=== To do ===
Copy out, exactly as written, only the line containing "Could you please point to the pepper" and the lines after it through the end of the records.

=== Data ===

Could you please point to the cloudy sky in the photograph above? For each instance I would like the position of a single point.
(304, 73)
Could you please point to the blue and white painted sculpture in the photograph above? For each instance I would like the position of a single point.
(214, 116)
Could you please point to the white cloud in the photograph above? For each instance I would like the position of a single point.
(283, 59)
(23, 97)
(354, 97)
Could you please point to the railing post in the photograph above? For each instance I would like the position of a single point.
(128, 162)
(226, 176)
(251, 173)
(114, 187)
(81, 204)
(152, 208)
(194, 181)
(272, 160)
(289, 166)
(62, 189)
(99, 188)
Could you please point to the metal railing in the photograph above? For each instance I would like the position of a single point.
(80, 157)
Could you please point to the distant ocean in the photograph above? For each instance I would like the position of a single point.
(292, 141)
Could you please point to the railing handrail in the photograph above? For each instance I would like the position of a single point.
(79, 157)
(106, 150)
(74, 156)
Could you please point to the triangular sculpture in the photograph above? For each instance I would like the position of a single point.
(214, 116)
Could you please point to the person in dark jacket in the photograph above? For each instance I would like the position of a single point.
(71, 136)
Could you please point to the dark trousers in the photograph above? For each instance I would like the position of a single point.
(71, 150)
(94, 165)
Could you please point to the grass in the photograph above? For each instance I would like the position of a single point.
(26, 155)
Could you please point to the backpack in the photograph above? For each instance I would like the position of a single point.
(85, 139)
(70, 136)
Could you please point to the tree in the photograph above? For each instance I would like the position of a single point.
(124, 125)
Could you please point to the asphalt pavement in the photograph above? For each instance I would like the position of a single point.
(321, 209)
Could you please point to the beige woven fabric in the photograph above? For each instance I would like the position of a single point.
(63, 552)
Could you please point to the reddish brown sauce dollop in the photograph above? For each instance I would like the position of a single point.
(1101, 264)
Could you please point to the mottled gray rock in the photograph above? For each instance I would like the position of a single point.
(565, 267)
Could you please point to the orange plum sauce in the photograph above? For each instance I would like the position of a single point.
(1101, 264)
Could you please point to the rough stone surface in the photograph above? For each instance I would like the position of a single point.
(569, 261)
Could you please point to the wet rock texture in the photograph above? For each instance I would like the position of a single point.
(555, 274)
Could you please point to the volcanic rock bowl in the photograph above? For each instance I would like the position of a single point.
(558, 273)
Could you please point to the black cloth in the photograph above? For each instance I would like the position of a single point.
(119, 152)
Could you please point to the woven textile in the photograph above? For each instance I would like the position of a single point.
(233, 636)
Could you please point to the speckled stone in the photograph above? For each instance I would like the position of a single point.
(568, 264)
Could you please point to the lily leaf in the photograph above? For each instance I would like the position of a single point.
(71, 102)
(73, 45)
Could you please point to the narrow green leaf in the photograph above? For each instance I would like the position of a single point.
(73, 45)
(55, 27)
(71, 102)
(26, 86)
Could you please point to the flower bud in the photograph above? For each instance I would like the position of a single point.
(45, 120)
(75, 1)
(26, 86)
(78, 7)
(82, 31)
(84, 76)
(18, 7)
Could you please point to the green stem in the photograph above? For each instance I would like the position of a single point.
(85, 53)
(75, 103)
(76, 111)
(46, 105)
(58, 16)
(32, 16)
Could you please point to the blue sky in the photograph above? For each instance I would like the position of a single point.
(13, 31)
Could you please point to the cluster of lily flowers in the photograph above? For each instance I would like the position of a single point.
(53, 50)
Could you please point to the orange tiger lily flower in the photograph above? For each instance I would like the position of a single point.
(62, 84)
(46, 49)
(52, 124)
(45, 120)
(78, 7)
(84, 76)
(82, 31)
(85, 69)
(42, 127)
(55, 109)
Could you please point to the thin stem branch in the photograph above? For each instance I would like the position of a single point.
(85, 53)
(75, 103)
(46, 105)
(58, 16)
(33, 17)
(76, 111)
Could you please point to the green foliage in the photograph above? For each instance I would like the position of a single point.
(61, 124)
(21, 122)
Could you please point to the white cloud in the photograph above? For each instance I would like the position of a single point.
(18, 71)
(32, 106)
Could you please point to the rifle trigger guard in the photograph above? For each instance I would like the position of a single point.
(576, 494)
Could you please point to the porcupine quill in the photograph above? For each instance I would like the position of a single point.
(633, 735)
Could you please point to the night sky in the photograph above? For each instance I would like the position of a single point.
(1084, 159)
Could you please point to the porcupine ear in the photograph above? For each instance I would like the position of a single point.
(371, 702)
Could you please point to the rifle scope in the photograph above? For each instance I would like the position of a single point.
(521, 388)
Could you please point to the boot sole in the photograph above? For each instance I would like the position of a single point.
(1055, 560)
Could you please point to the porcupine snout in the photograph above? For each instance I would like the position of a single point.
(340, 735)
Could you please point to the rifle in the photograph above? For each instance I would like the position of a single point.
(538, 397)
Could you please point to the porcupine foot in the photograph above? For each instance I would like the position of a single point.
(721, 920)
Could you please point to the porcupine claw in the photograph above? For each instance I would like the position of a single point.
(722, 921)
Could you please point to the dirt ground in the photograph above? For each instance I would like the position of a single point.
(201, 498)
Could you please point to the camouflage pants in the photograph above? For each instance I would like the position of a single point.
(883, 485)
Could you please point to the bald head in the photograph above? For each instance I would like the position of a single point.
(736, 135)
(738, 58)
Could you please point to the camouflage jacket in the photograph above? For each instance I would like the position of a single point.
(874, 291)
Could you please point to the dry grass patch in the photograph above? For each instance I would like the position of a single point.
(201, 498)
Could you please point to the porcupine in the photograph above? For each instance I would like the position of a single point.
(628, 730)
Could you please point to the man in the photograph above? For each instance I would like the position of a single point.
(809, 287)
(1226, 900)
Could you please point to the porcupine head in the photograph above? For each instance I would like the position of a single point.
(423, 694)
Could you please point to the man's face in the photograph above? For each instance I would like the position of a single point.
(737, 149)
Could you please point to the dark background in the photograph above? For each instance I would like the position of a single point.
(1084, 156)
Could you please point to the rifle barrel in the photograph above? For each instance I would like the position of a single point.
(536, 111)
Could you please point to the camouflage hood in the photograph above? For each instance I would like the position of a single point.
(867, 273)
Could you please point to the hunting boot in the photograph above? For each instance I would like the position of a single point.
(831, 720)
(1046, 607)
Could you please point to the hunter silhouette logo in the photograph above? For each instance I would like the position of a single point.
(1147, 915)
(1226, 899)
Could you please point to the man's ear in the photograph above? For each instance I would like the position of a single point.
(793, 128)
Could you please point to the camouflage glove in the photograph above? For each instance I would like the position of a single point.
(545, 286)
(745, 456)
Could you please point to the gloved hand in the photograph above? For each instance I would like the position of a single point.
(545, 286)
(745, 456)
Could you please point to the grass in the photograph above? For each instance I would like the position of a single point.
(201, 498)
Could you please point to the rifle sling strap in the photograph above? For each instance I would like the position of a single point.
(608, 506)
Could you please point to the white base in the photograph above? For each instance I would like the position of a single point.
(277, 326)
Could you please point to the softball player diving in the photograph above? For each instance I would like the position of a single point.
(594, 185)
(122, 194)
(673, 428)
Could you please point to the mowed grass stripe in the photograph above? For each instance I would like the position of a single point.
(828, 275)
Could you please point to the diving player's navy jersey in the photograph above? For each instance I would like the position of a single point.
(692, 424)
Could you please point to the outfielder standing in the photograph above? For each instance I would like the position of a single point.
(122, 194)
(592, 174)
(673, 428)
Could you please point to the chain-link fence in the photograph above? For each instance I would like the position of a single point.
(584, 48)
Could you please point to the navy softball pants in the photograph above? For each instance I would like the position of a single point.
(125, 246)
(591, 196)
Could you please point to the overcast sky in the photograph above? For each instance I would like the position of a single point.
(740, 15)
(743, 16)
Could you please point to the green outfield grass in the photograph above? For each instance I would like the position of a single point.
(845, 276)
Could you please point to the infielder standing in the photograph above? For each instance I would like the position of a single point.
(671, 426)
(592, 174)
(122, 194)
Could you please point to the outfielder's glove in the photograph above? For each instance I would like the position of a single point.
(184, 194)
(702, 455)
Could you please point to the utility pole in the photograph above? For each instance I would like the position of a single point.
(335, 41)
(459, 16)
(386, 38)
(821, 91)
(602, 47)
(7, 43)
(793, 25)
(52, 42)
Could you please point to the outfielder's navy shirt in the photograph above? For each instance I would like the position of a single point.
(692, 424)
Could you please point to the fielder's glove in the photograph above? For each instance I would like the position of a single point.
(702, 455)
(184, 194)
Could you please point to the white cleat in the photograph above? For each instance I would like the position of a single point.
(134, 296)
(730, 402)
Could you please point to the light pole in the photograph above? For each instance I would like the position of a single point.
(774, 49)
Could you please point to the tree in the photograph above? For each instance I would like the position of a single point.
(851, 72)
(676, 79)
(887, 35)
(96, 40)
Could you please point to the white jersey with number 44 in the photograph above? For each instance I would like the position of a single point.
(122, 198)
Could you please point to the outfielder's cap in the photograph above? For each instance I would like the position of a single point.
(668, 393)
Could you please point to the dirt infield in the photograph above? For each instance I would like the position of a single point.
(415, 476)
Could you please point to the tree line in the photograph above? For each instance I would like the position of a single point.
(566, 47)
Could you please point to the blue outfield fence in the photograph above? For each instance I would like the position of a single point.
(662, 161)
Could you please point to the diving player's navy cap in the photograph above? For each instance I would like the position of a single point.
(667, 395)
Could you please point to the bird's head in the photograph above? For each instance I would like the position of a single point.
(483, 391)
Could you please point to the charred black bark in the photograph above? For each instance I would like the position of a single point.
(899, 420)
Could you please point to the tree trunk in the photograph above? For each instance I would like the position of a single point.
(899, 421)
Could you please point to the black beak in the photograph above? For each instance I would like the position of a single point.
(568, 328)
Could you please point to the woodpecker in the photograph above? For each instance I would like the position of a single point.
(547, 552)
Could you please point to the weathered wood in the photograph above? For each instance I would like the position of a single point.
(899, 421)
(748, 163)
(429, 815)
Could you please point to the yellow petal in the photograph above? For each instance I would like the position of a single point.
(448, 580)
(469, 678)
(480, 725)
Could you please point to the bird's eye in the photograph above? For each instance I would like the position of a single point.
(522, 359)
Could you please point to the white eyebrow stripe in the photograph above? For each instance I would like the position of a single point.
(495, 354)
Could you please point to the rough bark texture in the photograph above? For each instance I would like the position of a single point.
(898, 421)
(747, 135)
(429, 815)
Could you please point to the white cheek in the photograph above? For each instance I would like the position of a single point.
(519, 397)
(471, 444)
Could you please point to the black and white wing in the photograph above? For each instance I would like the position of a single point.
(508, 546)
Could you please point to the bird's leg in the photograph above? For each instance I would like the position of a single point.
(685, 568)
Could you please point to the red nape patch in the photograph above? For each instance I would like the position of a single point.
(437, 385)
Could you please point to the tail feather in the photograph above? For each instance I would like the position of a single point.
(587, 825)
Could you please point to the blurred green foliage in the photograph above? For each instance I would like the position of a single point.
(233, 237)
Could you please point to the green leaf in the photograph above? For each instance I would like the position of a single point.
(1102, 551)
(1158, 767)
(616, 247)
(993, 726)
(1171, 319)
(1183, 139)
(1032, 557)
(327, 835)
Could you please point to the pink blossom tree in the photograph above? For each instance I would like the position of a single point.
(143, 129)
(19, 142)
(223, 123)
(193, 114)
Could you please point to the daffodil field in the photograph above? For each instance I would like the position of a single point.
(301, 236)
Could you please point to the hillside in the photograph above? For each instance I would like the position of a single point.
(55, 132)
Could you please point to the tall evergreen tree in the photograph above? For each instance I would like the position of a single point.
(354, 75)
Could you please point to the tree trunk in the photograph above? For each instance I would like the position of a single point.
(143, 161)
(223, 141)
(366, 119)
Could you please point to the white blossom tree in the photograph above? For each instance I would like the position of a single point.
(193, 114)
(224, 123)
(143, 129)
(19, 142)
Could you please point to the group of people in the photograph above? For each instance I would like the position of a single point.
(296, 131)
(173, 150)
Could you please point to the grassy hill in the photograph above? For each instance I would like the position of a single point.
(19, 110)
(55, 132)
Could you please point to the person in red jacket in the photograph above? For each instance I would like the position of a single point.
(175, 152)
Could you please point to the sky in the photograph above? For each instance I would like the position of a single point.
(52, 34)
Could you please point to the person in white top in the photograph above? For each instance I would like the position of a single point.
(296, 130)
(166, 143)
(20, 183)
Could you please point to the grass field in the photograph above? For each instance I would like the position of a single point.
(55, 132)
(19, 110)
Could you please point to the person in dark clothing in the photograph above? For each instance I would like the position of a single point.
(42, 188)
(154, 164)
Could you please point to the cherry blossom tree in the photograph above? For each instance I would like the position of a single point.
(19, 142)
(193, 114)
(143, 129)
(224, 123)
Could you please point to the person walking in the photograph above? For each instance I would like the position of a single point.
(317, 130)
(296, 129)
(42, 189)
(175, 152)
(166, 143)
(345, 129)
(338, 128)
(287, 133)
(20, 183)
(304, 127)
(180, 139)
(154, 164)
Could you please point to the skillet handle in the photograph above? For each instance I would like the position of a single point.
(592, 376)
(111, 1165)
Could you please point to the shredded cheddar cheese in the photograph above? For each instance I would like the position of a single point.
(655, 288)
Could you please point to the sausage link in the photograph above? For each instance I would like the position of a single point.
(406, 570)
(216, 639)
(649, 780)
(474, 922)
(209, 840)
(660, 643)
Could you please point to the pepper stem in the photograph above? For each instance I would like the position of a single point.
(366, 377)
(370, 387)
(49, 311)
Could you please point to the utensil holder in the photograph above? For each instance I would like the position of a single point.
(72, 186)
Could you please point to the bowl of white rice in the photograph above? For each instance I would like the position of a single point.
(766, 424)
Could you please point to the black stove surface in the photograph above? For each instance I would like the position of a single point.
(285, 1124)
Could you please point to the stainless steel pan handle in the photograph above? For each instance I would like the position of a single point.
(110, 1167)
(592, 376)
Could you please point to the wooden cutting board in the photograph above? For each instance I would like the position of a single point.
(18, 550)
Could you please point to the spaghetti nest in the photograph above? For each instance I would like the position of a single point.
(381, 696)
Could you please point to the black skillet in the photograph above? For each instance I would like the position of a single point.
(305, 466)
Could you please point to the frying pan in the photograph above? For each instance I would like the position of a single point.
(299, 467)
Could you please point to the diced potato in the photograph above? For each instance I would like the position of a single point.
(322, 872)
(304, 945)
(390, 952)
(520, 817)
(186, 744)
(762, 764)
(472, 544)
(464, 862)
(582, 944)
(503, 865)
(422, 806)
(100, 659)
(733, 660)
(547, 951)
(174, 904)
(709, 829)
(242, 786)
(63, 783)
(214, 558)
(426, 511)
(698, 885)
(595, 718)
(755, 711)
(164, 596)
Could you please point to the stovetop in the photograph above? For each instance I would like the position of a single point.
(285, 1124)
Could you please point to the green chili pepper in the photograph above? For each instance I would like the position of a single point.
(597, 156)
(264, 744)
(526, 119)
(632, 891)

=== Written reply ===
Could you please point to the pepper stem in the photograph above? For each instance I would like the position of a single point.
(366, 377)
(370, 387)
(49, 311)
Could you please point to the utensil holder in the photograph above? For each instance I would like the position of a single point.
(72, 186)
Could you please point to the bowl of white rice in the photograph above? For each instance I would like the position of a single point.
(766, 424)
Could you please point to the black stove surface in the photograph above? For each instance I would like the position of a single point.
(285, 1124)
Could you please point to the stainless steel pan handle in the photograph above? For each instance I would like the position of a single point.
(110, 1167)
(592, 376)
Could you please point to the wooden cutting board in the photograph above? For each instance I would like the position of a single point.
(18, 550)
Could you please point to the spaghetti nest in the photograph above? For each instance I would like the position of a single point.
(381, 696)
Could you please point to the black skillet in the photograph above? For each instance I would like the position of a single point.
(305, 466)
Could you please point to the frying pan in the photograph above? For each instance I would like the position of a single point.
(299, 467)
Could you please point to the diced potato in the photograph above? For each instance I would like the position of a single point.
(322, 872)
(304, 945)
(390, 952)
(520, 817)
(186, 744)
(762, 764)
(472, 544)
(464, 862)
(582, 944)
(503, 865)
(422, 806)
(100, 659)
(733, 660)
(547, 951)
(174, 904)
(709, 829)
(242, 786)
(63, 783)
(214, 558)
(426, 511)
(698, 885)
(595, 718)
(755, 711)
(164, 596)
Could you please point to the stovetop in the photograph above? For each instance I would like the position of a single point.
(285, 1124)
Could you please point to the green chili pepper in the photograph above? For each instance I would like the position of a single point.
(597, 156)
(264, 744)
(526, 119)
(632, 891)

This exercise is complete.